## Instructions for the task
Below are entries. Copy exactly the lines running from the line that holds "Query: human face" to the line that holds "Q: Point to every instance of the fish tail", with both ends included.

Input data section start

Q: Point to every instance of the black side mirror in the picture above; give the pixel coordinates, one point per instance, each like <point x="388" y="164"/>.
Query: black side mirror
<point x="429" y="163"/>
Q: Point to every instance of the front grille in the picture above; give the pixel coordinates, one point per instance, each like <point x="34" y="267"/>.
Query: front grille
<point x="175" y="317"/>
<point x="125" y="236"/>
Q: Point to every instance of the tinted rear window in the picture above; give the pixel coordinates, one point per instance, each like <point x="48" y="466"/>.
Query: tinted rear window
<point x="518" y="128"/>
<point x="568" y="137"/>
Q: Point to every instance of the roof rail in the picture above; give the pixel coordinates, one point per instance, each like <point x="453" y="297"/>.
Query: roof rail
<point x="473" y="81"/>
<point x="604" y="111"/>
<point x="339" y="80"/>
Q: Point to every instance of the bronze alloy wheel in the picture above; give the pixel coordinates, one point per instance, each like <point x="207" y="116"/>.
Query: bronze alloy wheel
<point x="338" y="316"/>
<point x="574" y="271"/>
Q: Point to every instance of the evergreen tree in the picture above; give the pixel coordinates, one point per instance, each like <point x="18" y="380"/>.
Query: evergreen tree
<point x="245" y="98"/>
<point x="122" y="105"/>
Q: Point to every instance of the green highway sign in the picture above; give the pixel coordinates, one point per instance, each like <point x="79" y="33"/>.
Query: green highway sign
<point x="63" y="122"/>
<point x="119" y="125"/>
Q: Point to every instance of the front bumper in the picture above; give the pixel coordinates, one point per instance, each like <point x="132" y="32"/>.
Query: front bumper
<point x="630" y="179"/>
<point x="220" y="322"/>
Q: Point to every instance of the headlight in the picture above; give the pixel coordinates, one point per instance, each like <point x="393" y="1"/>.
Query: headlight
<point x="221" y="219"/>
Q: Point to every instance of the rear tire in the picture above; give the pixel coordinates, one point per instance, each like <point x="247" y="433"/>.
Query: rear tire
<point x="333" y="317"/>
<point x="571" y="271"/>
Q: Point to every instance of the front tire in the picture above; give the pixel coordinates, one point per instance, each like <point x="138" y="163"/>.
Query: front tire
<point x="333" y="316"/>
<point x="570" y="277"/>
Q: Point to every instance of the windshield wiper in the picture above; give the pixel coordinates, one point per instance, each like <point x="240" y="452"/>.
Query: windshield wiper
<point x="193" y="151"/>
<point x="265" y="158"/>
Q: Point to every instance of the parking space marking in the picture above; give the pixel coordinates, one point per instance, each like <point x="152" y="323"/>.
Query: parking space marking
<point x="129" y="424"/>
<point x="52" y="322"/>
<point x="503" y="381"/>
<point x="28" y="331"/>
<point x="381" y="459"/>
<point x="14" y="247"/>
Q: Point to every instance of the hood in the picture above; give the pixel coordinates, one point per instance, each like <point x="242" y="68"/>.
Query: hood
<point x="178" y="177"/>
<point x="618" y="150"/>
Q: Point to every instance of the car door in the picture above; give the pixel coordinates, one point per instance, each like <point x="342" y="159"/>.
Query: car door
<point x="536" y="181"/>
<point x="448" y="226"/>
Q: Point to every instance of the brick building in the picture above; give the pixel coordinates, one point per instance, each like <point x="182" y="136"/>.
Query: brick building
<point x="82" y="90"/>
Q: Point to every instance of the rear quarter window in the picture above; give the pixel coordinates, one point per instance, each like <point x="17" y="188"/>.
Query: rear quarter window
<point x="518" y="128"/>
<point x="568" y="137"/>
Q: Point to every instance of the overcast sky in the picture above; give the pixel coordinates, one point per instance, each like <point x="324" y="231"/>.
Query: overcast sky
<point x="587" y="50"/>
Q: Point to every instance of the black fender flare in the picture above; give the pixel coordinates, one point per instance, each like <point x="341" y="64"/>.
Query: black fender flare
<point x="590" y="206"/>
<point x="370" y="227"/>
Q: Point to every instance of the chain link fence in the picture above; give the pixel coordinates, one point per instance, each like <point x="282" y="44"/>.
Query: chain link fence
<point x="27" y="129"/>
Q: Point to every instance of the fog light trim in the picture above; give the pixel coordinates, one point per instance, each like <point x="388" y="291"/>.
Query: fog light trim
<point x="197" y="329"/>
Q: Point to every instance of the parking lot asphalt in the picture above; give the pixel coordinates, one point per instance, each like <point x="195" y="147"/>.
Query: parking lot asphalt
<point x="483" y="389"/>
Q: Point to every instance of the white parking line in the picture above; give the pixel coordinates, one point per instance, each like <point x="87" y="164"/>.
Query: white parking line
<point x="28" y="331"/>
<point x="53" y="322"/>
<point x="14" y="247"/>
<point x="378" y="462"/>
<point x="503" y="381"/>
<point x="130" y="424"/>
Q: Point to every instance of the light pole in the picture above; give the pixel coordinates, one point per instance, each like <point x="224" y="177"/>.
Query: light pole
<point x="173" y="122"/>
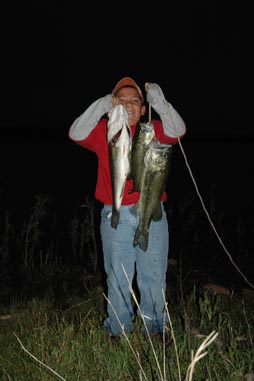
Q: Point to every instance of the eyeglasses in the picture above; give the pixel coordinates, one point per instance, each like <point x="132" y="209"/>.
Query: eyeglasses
<point x="133" y="101"/>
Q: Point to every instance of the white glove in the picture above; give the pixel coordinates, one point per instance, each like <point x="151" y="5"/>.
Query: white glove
<point x="85" y="123"/>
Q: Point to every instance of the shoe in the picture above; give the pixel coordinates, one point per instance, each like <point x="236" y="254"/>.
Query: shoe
<point x="114" y="339"/>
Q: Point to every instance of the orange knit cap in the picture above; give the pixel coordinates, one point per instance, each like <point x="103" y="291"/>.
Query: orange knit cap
<point x="128" y="81"/>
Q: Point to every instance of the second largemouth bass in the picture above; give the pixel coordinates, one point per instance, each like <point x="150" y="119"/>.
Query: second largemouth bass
<point x="157" y="163"/>
<point x="142" y="138"/>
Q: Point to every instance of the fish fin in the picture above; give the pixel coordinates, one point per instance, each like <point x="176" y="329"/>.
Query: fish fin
<point x="115" y="218"/>
<point x="141" y="238"/>
<point x="135" y="209"/>
<point x="157" y="215"/>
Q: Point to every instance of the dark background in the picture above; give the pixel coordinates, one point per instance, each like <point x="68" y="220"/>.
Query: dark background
<point x="58" y="58"/>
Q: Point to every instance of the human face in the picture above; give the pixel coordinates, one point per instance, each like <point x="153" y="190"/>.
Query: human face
<point x="130" y="99"/>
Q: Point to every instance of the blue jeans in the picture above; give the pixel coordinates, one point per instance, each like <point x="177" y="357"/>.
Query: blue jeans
<point x="150" y="266"/>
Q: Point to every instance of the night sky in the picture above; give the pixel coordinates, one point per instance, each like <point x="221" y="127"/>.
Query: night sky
<point x="57" y="59"/>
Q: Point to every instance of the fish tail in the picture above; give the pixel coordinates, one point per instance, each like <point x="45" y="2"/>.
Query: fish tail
<point x="141" y="238"/>
<point x="115" y="218"/>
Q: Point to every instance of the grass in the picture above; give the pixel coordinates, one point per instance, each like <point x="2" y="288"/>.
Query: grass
<point x="51" y="316"/>
<point x="39" y="340"/>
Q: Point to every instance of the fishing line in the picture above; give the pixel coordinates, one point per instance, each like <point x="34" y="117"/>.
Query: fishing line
<point x="203" y="205"/>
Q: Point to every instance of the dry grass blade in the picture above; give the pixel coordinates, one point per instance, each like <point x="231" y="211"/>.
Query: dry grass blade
<point x="144" y="322"/>
<point x="46" y="366"/>
<point x="198" y="355"/>
<point x="127" y="339"/>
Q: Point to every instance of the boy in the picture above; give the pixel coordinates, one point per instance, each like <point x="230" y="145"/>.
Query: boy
<point x="89" y="130"/>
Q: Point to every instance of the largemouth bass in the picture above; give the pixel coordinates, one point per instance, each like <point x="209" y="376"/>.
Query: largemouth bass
<point x="157" y="163"/>
<point x="143" y="137"/>
<point x="119" y="142"/>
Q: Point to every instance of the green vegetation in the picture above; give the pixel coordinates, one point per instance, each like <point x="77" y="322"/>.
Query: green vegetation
<point x="52" y="306"/>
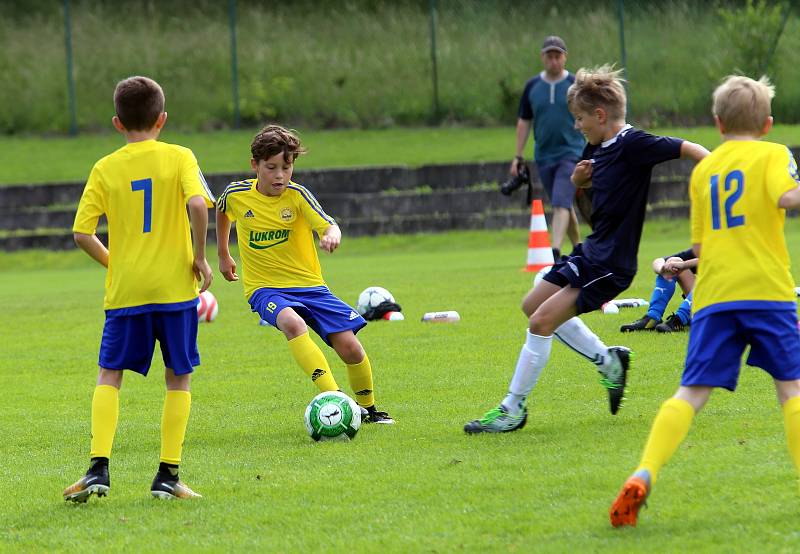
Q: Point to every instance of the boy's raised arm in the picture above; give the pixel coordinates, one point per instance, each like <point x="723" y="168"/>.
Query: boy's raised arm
<point x="693" y="151"/>
<point x="790" y="200"/>
<point x="227" y="265"/>
<point x="330" y="239"/>
<point x="198" y="215"/>
<point x="92" y="246"/>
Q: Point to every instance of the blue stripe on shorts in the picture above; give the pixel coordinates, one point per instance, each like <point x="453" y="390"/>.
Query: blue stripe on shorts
<point x="718" y="339"/>
<point x="319" y="308"/>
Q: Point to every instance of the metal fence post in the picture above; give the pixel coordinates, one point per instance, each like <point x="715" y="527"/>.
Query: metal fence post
<point x="625" y="73"/>
<point x="234" y="64"/>
<point x="73" y="123"/>
<point x="434" y="68"/>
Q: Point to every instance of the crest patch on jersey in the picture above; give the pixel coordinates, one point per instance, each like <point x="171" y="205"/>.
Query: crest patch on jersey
<point x="287" y="214"/>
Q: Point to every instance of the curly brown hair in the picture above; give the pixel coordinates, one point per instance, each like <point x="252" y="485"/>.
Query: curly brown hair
<point x="138" y="102"/>
<point x="274" y="139"/>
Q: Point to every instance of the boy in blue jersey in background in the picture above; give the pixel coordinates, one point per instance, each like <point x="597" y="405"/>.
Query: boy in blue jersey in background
<point x="617" y="163"/>
<point x="275" y="221"/>
<point x="154" y="263"/>
<point x="671" y="271"/>
<point x="739" y="195"/>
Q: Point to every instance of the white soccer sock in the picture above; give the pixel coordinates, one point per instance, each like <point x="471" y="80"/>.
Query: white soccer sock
<point x="575" y="334"/>
<point x="532" y="359"/>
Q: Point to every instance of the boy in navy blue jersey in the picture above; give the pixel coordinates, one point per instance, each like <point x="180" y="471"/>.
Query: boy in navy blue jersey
<point x="617" y="163"/>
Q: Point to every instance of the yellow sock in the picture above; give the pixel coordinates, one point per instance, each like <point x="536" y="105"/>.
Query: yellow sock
<point x="105" y="413"/>
<point x="791" y="421"/>
<point x="360" y="377"/>
<point x="313" y="362"/>
<point x="177" y="405"/>
<point x="669" y="429"/>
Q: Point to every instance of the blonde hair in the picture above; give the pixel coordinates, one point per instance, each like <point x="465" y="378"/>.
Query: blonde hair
<point x="599" y="87"/>
<point x="742" y="104"/>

Input data section end

## Solved exercise
Query: human face
<point x="130" y="99"/>
Q: Point to every instance of the blue jeans in the picture above; give the pixel coordinates, one point per instance, each like <point x="177" y="357"/>.
Query: blue jeans
<point x="150" y="266"/>
Q: Point to every instance of the night sky in the picture above; give the pixel coordinates, one point per instance, each like <point x="221" y="127"/>.
Query: night sky
<point x="57" y="59"/>
Q: Point to every instance of the fish tail in the picture above; give the pixel coordinates, one point per instance, each like <point x="45" y="2"/>.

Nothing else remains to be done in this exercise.